• **EXERCISE**
Copy out the rows from the line with "Tag the suit" to the line with "(1099, 580)", both included, without changing any character.

[Begin SUPPLIED DATA]

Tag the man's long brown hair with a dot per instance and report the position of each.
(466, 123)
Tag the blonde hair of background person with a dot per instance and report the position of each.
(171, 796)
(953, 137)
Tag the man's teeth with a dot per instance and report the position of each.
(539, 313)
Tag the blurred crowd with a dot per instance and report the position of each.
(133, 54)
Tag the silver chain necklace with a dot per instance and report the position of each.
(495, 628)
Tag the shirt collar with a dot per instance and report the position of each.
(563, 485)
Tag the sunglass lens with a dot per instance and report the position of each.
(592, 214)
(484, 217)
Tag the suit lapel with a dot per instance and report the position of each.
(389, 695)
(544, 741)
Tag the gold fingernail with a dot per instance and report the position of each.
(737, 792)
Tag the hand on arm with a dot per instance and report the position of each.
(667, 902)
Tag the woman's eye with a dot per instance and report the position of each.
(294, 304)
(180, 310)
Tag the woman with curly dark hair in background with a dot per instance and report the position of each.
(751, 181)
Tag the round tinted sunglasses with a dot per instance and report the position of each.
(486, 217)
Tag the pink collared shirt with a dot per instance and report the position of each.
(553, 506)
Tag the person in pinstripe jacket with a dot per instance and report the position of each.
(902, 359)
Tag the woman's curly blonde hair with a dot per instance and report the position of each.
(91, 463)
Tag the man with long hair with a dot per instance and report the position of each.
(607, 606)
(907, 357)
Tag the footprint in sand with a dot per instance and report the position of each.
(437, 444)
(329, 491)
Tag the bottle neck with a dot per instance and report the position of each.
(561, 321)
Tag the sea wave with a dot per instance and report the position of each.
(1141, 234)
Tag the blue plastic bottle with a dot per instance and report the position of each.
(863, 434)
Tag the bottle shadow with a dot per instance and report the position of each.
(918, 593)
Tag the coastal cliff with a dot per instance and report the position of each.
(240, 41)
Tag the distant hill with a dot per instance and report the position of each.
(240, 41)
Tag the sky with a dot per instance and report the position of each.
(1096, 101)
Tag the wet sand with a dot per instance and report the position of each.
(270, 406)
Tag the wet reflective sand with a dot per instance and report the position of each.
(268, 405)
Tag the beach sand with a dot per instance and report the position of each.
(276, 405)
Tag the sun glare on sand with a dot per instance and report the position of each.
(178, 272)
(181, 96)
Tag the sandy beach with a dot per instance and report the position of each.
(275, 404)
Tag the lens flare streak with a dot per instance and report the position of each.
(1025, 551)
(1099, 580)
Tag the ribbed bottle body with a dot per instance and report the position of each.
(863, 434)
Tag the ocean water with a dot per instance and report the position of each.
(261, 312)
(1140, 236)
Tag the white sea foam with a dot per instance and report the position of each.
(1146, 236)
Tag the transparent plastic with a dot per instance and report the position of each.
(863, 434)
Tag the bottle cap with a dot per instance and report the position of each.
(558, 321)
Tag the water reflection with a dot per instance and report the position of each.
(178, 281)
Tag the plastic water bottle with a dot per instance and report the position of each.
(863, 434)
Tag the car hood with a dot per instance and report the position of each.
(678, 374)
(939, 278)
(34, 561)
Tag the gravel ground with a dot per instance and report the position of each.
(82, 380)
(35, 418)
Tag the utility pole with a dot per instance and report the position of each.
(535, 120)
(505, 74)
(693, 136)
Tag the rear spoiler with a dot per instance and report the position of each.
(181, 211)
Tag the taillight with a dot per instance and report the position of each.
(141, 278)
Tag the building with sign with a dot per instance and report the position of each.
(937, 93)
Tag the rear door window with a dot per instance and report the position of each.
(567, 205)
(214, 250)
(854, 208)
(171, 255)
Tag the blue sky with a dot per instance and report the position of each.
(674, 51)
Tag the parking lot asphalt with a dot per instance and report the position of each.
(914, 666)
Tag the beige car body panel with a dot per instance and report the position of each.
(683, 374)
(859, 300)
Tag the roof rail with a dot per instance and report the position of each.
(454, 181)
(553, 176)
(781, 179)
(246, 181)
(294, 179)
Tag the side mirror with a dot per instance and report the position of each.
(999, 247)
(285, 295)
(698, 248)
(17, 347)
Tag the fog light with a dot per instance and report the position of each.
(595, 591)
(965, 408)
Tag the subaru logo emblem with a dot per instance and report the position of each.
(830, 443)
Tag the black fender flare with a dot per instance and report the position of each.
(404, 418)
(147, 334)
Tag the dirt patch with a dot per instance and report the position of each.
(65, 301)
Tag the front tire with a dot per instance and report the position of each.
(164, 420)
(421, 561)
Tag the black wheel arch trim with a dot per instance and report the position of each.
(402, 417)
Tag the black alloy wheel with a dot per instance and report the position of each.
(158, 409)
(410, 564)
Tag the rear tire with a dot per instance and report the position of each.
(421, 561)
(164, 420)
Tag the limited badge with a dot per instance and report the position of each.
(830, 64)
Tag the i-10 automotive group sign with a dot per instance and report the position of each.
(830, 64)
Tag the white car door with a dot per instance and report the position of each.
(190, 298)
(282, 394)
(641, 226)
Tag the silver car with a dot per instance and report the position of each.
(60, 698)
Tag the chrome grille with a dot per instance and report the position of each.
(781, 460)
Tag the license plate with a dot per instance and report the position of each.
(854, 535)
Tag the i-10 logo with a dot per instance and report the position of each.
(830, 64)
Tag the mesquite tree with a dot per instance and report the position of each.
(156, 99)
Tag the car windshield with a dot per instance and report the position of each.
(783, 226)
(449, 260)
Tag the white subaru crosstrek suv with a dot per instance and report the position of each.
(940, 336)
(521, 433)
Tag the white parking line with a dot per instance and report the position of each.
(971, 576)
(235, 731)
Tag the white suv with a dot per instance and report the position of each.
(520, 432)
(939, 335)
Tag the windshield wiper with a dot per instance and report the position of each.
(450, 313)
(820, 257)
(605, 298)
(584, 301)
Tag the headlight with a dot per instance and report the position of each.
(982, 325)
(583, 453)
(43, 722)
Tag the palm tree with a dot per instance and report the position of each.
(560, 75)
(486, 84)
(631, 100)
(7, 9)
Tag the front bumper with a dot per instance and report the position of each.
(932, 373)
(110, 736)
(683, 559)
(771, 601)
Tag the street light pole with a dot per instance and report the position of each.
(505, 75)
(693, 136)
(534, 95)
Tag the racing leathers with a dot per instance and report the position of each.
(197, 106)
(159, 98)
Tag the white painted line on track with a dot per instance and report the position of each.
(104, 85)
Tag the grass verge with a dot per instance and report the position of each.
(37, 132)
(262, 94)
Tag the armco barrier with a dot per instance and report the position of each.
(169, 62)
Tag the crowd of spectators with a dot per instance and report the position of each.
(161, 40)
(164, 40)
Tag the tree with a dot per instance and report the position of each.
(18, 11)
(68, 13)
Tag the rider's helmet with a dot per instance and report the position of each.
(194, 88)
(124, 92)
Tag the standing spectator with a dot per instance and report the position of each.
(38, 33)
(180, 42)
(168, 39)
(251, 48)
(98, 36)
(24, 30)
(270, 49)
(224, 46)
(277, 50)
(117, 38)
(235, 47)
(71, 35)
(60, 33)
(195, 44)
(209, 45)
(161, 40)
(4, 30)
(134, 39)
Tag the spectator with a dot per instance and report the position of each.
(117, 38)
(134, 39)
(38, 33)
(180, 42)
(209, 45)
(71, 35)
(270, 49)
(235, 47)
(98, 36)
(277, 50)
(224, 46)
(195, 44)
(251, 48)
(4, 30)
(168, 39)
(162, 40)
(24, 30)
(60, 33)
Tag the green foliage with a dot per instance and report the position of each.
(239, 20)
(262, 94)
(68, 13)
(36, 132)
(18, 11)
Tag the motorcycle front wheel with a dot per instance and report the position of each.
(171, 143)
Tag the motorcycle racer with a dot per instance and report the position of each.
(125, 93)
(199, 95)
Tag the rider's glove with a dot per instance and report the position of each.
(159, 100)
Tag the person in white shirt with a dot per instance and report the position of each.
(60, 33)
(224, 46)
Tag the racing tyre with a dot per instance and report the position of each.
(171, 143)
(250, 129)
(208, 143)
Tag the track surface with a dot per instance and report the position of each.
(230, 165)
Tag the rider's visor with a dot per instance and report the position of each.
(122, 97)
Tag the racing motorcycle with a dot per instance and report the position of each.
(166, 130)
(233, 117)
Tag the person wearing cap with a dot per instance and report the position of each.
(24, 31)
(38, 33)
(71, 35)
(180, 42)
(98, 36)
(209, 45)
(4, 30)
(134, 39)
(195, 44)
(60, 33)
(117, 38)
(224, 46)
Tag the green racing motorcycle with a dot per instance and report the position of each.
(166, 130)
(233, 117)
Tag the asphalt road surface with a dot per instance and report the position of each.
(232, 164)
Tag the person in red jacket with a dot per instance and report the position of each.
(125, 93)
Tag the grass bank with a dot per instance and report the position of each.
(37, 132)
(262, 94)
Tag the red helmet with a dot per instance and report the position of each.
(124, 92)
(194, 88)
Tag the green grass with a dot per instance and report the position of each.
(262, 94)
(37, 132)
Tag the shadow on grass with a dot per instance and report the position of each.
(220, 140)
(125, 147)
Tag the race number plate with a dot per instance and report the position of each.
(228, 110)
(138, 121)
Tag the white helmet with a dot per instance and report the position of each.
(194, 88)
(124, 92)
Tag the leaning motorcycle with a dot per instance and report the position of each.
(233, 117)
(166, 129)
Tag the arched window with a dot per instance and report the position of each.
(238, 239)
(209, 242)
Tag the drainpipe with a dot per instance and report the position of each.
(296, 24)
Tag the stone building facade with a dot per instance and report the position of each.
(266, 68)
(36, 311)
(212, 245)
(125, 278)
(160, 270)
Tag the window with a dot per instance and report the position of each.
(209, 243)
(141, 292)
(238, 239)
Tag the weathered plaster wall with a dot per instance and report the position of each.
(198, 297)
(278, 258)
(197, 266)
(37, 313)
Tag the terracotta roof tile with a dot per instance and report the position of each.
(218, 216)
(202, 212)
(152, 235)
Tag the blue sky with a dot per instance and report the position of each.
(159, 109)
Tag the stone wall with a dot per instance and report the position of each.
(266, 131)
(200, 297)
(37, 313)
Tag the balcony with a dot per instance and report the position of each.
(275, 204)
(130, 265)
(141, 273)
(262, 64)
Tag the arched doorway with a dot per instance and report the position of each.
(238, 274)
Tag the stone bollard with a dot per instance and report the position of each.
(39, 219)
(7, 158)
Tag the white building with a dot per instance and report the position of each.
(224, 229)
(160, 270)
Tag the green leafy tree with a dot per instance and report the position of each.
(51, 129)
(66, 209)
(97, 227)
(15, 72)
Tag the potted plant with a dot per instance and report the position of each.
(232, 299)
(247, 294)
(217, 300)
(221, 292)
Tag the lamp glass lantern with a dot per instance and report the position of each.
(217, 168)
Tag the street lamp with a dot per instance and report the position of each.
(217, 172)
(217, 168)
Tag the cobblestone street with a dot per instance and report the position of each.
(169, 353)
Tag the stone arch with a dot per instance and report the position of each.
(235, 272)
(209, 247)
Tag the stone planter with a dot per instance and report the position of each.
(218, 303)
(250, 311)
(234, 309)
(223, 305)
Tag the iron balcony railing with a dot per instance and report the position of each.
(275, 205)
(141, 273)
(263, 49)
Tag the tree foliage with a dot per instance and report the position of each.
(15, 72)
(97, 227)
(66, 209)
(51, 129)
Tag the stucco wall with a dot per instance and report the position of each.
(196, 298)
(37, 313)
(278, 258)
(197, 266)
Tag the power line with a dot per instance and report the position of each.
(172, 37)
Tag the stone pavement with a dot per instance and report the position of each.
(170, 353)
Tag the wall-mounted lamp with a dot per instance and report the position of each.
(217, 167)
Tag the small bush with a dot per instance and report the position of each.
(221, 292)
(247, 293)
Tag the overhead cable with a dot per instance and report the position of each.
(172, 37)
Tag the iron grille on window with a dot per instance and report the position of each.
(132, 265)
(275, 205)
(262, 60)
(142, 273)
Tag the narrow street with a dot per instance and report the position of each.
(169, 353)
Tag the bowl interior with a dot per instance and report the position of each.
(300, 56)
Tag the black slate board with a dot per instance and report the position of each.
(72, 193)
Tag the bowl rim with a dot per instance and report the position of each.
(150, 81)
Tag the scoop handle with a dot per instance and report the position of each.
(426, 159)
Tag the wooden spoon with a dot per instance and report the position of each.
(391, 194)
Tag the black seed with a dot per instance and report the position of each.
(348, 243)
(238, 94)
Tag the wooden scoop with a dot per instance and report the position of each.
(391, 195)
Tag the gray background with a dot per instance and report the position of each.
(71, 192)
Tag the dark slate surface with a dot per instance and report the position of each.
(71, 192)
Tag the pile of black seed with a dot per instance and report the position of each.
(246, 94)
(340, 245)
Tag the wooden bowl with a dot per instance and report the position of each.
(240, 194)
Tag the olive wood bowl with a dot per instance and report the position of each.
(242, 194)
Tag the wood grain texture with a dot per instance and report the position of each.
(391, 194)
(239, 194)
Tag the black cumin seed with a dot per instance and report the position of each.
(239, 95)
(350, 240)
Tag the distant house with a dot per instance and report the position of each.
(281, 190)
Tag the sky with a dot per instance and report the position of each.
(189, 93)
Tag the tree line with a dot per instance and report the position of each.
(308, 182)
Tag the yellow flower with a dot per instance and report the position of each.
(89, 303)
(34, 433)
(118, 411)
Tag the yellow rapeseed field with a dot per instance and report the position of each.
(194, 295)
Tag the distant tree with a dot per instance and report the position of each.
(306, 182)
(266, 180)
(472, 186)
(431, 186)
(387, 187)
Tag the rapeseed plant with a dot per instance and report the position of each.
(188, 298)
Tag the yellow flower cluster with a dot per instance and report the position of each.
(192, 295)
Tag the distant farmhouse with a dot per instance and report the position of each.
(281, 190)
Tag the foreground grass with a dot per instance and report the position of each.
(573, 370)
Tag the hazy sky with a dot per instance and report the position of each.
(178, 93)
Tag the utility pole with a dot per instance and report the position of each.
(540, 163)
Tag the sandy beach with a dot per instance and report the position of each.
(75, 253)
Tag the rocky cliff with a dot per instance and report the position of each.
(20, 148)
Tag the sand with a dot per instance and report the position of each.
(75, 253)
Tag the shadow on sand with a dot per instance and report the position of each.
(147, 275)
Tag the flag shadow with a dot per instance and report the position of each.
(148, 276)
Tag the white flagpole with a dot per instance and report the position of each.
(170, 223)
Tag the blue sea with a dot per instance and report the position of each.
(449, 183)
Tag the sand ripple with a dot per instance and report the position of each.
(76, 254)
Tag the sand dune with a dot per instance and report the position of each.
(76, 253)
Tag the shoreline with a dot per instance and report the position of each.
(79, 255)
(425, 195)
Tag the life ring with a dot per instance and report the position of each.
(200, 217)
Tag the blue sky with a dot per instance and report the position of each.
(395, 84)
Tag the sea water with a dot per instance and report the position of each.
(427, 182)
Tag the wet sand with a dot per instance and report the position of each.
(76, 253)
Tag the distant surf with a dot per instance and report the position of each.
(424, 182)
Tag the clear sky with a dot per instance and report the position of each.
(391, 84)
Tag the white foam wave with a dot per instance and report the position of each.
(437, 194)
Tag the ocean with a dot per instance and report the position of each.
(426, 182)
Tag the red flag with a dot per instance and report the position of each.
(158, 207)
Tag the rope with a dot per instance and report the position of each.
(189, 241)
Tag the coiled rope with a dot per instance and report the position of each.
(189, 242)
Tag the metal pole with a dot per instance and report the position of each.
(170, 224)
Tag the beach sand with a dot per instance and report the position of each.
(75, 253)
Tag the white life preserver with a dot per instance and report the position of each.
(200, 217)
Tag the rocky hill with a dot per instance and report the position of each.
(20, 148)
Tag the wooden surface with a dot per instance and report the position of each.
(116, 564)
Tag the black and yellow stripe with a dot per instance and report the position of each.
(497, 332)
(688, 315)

[End SUPPLIED DATA]

• **OUTPUT**
Tag the suit lapel with a dot per instance and report the position of each.
(389, 695)
(544, 741)
Tag the gold fingernail with a dot per instance and report the position of each.
(737, 792)
Tag the hand on arm with a dot per instance and report the position of each.
(667, 902)
Tag the woman's eye with a dot per instance and report the position of each.
(294, 304)
(180, 310)
Tag the woman with curly dark hair in background with a dot per instance and report the position of each.
(751, 181)
Tag the round tinted sunglasses with a dot per instance and report the position of each.
(486, 217)
Tag the pink collared shirt with a dot per instance and report the position of each.
(553, 506)
Tag the person in pinstripe jacket with a dot per instance and report the position of each.
(902, 359)
Tag the woman's curly blonde hair with a dot per instance and report the position of each.
(91, 463)
Tag the man with long hair with a dot per instance and report the position of each.
(607, 606)
(907, 357)
Tag the footprint in sand with a dot per instance and report the position of each.
(437, 444)
(329, 491)
Tag the bottle neck with a dot per instance and report the position of each.
(561, 321)
Tag the sea wave with a dot per instance and report the position of each.
(1141, 234)
Tag the blue plastic bottle with a dot per instance and report the position of each.
(863, 434)
Tag the bottle shadow with a dot per instance and report the position of each.
(918, 593)
Tag the coastal cliff with a dot per instance and report the position of each.
(240, 41)
Tag the distant hill with a dot per instance and report the position of each.
(240, 41)
Tag the sky with a dot per instance and report the position of each.
(1096, 101)
Tag the wet sand with a dot per instance and report the position of each.
(270, 406)
Tag the wet reflective sand with a dot per instance and report the position of each.
(268, 405)
Tag the beach sand with a dot per instance and report the position of each.
(276, 405)
Tag the sun glare on sand with a dot per instance and report the position of each.
(178, 272)
(181, 96)
Tag the sandy beach with a dot per instance and report the position of each.
(275, 404)
Tag the lens flare streak with a dot per instance and report the position of each.
(1025, 551)
(1099, 580)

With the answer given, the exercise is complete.